# [DIRECTIONS]
In the book review below, what do the police explain to Ludlow about most district attorneys?

# [TEXT PROVIDED]
######

After they leave, Ludlow embarks on a quest for justice. It's important to know that this is not just about the dead dog nor is Ludlow a homicidal time bomb waiting to be triggered. There are however incidents and reasons in his background that the reader slowly learns about which show that the three boys made a very very bad mistake. There's only so much a man can take. Ketchum takes his sweet time drawing all of the characters, especially Avery Ludlow. This is just a much a character study of a aging man living with tragedy as it is a revenge novel. It's also a novel which may make you think about the relative value we put on human and animal life and why we do so. Laws vary by jurisdiction of course but as the police explain to Ludlow most district attorneys are not going to spend a lot of resources pursuing those who commit crimes against animals, particularly when the penalties are very low. The love and affection of an old half-blind dog may be priceless to Ludlow but prosecutors and judges and the law don't put much value on that. Ketchum teases the reader with a class resentment theme which I thought could and should have been brought out more. At least two of the teens who assault him and kill his dog are spoiled rich kids. And their wealthy father shows that the rotten apple didn't fall far from the tree. Ketchum also shows some links between the kind of people who would harm animals for fun and the kind of people who do the same to humans. The two sets have a lot of overlap. If you aren't a big horror fan or don't like constant explicit written depictions of violence this book might be just the thing for you. Ketchum showed that he's not reliant on the gross-out to get the reader to feel things. Ludlow's loneliness and sense of loss is as much a part of the story as his murdered dog.

######

Data drawn from a collection:
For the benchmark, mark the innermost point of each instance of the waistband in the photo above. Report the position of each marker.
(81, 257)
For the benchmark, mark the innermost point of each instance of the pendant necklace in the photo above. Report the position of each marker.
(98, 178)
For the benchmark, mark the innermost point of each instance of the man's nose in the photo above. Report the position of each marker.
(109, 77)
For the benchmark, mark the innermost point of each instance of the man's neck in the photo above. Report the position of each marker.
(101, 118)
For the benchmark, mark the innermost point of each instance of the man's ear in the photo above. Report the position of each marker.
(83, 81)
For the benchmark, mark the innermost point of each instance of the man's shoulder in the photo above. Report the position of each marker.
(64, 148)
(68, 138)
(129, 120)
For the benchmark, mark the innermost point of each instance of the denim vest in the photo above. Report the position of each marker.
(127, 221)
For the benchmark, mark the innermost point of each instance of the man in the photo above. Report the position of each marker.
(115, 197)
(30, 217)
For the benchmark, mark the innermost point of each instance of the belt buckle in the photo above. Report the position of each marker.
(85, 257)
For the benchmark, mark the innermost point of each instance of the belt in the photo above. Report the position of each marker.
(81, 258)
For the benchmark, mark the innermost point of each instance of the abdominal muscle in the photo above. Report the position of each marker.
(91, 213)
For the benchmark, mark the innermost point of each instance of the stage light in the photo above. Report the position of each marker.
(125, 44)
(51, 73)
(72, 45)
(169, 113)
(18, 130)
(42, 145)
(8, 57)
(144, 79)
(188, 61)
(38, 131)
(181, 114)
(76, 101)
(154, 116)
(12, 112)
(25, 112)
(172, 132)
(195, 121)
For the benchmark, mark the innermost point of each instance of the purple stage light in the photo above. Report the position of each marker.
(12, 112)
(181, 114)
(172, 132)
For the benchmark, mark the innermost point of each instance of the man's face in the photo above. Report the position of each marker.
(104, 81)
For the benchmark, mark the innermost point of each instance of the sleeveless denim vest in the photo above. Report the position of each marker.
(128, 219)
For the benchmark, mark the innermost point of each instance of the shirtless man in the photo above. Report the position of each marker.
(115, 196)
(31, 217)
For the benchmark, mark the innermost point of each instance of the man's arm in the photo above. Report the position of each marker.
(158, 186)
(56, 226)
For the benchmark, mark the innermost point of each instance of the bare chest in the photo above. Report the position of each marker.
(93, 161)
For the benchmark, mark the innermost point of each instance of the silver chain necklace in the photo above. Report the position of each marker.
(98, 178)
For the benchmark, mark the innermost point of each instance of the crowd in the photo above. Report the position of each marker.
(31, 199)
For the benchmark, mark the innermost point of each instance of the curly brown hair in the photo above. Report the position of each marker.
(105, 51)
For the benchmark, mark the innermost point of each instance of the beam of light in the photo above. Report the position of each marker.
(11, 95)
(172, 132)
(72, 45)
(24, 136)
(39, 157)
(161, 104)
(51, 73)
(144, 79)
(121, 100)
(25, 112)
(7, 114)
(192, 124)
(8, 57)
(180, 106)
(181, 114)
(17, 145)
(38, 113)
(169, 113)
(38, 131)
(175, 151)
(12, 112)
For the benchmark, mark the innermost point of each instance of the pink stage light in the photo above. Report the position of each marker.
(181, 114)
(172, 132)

######

# [PROBLEM SOLUTION]
Most district attorneys won't spend a lot of resources pursuing people who commit crimes against animals, particularly when the penalties are very low.